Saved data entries
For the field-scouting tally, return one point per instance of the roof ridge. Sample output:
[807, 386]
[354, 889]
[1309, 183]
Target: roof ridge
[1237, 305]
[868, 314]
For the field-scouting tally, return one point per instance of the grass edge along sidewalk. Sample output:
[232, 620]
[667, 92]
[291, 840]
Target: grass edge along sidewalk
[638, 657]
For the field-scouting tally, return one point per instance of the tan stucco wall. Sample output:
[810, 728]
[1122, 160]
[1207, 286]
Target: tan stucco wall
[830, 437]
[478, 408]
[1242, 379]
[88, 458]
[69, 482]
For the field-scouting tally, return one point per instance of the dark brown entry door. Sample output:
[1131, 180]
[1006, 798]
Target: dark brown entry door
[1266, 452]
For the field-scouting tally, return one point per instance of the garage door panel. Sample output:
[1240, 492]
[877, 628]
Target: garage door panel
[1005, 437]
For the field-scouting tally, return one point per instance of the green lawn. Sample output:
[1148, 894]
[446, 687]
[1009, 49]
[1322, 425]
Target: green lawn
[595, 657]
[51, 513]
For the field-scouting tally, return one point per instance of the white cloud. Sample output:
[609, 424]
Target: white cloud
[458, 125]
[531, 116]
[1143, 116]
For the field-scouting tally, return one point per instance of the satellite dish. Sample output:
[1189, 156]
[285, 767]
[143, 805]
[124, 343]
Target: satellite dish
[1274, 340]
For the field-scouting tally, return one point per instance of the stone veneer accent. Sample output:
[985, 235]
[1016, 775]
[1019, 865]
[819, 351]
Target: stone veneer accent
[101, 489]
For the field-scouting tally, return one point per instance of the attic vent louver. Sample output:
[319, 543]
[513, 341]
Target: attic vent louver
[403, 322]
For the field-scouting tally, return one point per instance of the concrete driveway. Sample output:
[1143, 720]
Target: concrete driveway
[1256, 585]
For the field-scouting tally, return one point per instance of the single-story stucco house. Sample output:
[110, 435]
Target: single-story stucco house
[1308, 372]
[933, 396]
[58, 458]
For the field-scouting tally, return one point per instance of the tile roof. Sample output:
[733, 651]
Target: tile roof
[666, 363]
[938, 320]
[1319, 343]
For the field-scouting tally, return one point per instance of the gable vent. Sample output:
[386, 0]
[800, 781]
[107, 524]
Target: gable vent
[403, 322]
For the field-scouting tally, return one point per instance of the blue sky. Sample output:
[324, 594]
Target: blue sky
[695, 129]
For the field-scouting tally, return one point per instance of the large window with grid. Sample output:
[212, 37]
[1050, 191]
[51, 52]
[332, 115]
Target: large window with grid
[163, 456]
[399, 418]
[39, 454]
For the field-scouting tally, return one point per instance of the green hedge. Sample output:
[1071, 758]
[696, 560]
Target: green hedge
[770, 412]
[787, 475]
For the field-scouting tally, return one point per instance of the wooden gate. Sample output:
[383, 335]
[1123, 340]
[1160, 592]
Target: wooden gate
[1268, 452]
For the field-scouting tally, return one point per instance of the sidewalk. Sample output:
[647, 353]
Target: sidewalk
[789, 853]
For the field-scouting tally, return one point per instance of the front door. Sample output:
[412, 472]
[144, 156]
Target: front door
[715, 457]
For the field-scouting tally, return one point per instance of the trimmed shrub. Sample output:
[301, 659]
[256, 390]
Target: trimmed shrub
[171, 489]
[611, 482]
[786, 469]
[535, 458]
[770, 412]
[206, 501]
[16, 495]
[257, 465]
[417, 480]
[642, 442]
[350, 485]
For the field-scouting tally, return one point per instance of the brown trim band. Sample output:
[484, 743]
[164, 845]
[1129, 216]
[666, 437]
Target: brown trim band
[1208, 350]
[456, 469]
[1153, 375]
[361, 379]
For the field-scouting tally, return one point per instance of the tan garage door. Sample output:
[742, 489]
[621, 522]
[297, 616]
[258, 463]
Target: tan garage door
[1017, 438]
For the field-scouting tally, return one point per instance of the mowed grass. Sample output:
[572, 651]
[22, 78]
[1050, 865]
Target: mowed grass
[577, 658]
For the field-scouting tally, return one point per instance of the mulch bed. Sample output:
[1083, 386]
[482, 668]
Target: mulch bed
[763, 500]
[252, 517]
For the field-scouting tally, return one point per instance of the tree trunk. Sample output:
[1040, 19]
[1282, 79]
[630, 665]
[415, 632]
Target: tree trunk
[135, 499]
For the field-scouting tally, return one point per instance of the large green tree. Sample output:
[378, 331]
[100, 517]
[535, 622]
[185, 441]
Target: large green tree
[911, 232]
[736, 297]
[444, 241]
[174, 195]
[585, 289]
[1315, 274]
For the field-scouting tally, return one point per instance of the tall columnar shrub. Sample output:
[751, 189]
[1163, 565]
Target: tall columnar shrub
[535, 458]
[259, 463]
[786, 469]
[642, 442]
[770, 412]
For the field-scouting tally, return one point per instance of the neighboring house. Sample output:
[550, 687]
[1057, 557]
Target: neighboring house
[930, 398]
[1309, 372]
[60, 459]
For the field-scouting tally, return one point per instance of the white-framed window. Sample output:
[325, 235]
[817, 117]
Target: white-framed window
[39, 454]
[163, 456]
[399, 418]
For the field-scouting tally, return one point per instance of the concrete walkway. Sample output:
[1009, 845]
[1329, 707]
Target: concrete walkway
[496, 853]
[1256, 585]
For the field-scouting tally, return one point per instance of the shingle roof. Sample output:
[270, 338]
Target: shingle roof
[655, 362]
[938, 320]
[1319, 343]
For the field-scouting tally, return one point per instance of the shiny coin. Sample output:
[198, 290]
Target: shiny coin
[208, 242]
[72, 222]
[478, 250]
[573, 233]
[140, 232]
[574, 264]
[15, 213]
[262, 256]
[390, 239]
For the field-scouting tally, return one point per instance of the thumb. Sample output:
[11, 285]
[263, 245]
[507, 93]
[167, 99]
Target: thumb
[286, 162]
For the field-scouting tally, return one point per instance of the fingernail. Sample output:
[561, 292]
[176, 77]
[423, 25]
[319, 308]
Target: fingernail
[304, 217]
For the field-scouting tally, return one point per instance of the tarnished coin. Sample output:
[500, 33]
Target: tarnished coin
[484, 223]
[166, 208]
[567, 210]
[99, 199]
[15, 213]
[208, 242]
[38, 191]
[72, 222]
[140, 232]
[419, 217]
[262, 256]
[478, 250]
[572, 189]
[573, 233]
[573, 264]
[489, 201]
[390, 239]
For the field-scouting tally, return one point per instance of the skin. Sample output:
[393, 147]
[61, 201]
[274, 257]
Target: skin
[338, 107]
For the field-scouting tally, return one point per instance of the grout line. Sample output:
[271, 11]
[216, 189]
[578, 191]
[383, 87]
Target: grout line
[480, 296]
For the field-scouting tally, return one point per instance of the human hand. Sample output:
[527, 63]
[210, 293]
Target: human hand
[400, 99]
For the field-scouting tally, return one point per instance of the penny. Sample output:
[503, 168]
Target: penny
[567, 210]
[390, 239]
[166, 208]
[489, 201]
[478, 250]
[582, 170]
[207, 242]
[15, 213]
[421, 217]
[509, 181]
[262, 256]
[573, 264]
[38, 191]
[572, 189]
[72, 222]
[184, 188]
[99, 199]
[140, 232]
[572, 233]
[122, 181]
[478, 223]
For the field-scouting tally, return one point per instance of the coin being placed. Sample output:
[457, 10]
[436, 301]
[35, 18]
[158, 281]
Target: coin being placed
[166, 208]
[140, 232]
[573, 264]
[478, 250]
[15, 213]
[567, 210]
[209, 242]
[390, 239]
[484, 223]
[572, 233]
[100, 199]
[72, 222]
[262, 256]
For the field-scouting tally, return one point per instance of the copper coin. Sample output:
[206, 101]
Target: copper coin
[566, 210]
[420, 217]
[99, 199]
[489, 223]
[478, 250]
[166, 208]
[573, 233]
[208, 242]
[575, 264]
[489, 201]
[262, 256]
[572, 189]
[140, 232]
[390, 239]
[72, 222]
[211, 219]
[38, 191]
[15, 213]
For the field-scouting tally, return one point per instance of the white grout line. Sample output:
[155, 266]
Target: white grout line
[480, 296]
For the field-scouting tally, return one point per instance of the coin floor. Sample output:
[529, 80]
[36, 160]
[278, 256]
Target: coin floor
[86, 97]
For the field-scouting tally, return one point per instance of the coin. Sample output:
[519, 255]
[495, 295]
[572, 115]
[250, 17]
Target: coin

▶ _Set problem_:
Copy, without any changes, the lines of the records starting at the line containing "the tan stucco" and ending at the line containing "[1266, 452]", including both of those lines.

▶ _The reply_:
For the field-scouting tally, return one point per instance of the tan stucco wall. Sample output:
[810, 728]
[1122, 160]
[1207, 286]
Target: tan stucco wall
[830, 437]
[478, 408]
[1242, 379]
[88, 458]
[69, 482]
For the field-scouting tally, return one point per instance of the dark brown entry door. Sample output:
[1131, 180]
[1006, 798]
Target: dark brown entry door
[1266, 452]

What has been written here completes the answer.